■ Your goal ■
Return every one of the entries below word for word, keeping each line unchanged.

■ Data lines ■
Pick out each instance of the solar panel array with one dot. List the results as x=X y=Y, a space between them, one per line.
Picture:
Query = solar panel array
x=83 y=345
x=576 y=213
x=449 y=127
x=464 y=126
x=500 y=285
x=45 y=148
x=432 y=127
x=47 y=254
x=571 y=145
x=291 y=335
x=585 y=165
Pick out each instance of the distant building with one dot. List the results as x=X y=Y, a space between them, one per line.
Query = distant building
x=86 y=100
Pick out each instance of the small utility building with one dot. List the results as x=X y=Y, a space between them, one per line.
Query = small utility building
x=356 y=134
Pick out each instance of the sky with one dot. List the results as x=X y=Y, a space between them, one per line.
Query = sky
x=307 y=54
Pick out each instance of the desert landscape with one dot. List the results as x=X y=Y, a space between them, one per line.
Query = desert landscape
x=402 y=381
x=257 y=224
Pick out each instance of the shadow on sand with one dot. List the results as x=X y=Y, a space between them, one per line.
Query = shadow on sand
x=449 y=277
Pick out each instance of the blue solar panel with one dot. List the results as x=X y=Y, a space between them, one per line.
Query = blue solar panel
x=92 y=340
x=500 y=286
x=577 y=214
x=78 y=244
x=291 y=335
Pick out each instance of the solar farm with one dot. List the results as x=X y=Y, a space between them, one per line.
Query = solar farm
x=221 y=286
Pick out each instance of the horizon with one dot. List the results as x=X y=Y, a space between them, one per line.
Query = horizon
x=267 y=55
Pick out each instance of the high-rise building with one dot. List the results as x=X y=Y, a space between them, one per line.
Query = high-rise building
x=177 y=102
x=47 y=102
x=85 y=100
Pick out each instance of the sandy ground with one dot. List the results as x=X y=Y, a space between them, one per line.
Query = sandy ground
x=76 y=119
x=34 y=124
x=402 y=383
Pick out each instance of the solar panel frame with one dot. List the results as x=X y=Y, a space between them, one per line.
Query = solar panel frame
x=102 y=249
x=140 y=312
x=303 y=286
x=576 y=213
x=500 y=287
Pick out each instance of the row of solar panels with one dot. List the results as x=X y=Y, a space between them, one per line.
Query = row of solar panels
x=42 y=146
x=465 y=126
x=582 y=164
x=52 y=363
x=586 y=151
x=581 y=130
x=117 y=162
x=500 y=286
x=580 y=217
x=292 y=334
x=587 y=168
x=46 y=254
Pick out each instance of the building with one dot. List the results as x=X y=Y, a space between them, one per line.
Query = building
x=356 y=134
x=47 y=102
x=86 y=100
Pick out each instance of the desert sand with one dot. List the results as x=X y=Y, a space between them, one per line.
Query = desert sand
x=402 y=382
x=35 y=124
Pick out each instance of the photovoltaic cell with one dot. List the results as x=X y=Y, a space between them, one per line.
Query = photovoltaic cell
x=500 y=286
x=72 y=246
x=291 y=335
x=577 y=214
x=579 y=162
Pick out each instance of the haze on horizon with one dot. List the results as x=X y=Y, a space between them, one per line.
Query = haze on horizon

■ Response to the task ■
Pick out each instance of the solar panel array with one dot. List the results as x=X y=Y, a space between them, one per line.
Picture:
Query = solar panel array
x=83 y=345
x=576 y=213
x=449 y=127
x=464 y=126
x=500 y=285
x=45 y=148
x=432 y=127
x=47 y=254
x=571 y=145
x=291 y=335
x=585 y=165
Pick out each instance of the distant building with one dot. List the results as x=X y=Y, a space between them, one per line.
Query = distant building
x=86 y=100
Pick out each instance of the small utility building with one dot. List the results as x=X y=Y, a space between them, one per line.
Query = small utility building
x=356 y=134
Pick out each instance of the sky with one dot. List the results as x=X y=Y, a space between them, one per line.
Query = sky
x=307 y=54
Pick out each instance of the desert landscape with one dot. List the results as x=X y=Y, a space between them, one per line.
Query = desert landscape
x=402 y=381
x=257 y=224
Pick out each instance of the shadow on sand with one dot. List the results as x=X y=Y, a space between them, one per line.
Query = shadow on sand
x=449 y=277
Pick out each instance of the blue solar panel with one dot. List the results as x=X y=Y, a space between them, one per line.
Query = blue solar panel
x=92 y=340
x=500 y=286
x=577 y=214
x=78 y=244
x=291 y=335
Pick out each instance of the solar farm with one dot. List the results as x=X y=Y, a space between them, one per line.
Query = solar farm
x=221 y=286
Pick out each instance of the horizon with one dot. List the results as x=X y=Y, a space between them, one per line.
Query = horizon
x=267 y=55
Pick out each instance of the high-rise building with one dot. List the results as x=X y=Y, a space between them, one per line.
Query = high-rise building
x=177 y=102
x=47 y=102
x=85 y=100
Pick out each instance of the sandy ground with one dot. List the results as x=X y=Y, a space between them, one per line.
Query = sandy ground
x=76 y=119
x=34 y=124
x=402 y=383
Pick out each instance of the solar panel frame with one dot. List the results as x=X y=Y, a space between them, one per line.
Query = solar panel frame
x=102 y=249
x=140 y=312
x=303 y=286
x=576 y=213
x=500 y=287
Pick out each instance of the row of solar panels with one dot. List the results as x=X y=Y, a space between them, one per line.
Query = row of solar panels
x=42 y=146
x=465 y=126
x=582 y=164
x=52 y=363
x=586 y=151
x=581 y=130
x=117 y=162
x=500 y=286
x=580 y=217
x=292 y=334
x=587 y=168
x=46 y=254
Pick out each instance of the building with one dot. List the results as x=X y=Y, a space between them, one per line.
Query = building
x=356 y=134
x=47 y=102
x=86 y=100
Pick out each instance of the desert sand with one dot. List the results as x=X y=Y, a space between them, one per line.
Query = desert sand
x=402 y=382
x=35 y=124
Pick out each instance of the photovoltaic cell with one dot. List the results as x=X y=Y, a space between them, one per line.
Query = photovoltaic cell
x=500 y=286
x=72 y=246
x=291 y=335
x=577 y=214
x=579 y=162
Pick out each instance of the haze on horizon with one dot. List the results as x=X y=Y, a space between them, one per line.
Query = haze on horizon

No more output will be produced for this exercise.